EXCERPT TO READ section start

1. Original Construction of the brain
Starts at the bottom and works upwards. To quote Charles A. Nelson and Floyd E. Bloom from their paper “Child Development and Neuroscience” : “The stepwise sequence of neurodevelopment is genetically predetermined and not alterable by environmental forces. It proceeds from lower to higher brain centres, from the brain stem to the cerebral cortex, in a caudal to rostral direction.”
2. Deconstruction of the brain following injury
Starts at the top and works downwards. Think of a house being demolished. The first to go is the roof, then the exterior materials, then the frame, and finally the foundations. The way alcohol affects the brain is a good example of how this top-to-bottom deconstruction also occurs in the brain. Alcohol temporarily impairs brain function, in a top-to-bottom sequence. The first changes to be noticed are things like slurring words, fine motor skills, and behaviour. As more alcohol is consumed, neurological function progressively deteriorates. Speech is more affected, as is balance and coordination. Eventually skills like walking and talking may be temporarily lost. When traumatic injury occurs, the higher parts of the brain are usually the first affected, and the severity of the trauma determines the extent of the top-to-bottom sequence of deconstruction. In general terms, the more severe the trauma, the more deeper the injury.

EXCERPT TO READ section end

**REQUIRED ACTION A:** In the passage on brain construction and deconstruction, which brain function changes are noticed first when alcohol is consumed?
**REQUIRED ACTION B:** Continue the passage on brain construction and deconstruction, starting after its final sentence.
The items that come after this passage on brain construction and deconstruction have no connection to it.

RECORDED DATA section start

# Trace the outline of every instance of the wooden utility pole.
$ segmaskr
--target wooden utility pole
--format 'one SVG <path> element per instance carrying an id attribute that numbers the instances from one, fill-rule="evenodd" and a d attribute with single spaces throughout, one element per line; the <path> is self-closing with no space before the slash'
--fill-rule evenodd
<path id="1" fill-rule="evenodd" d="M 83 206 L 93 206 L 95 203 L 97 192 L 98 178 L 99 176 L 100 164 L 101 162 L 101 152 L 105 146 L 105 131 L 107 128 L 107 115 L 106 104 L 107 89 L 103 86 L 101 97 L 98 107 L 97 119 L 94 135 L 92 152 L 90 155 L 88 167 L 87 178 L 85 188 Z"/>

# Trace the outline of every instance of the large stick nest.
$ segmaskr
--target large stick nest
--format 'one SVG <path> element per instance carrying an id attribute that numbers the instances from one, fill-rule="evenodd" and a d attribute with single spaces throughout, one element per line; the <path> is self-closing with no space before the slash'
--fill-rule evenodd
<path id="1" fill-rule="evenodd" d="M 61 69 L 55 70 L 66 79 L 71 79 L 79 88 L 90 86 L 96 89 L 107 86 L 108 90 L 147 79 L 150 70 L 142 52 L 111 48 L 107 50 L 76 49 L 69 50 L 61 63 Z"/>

RECORDED DATA section end

**EXPECTED OUTPUT A:** Slurred words, fine motor skills, and behavior.

**EXPECTED OUTPUT B:**
The rules that applied to the original construction of the brain still apply to its reconstruction. The National Scientific Council Center on the Developing Child at Harvard University devised the following principles of learning to explain brain growth from birth, but these same principle are equally appropriate to the principles of relearning following traumatic brain injury:
Brain circuits that process basic information are wired earlier than those that process more complex information. Higher level circuits build on lower level circuits, and adaptation at higher levels is more difficult if lower level circuits were not wired properly. Parallel to the construction of brain circuits, increasingly complex skills build on the more basic, foundational capabilities that precede them. Stated in simple terms, circuits build on circuits and skill begets skill.
Neuro-Developmental Therapy Programs uses a Stages of Recovery Milestone Chart to measure the current state of recovery following traumatic brain injury. In effect, this Milestone Chart establishes the “Reconstruction Zone”, which then becomes the focus of the therapy program. This Reconstruction Zone is comprised of the milestones immediately above the highest recovered milestone and any not yet recovered milestones below it.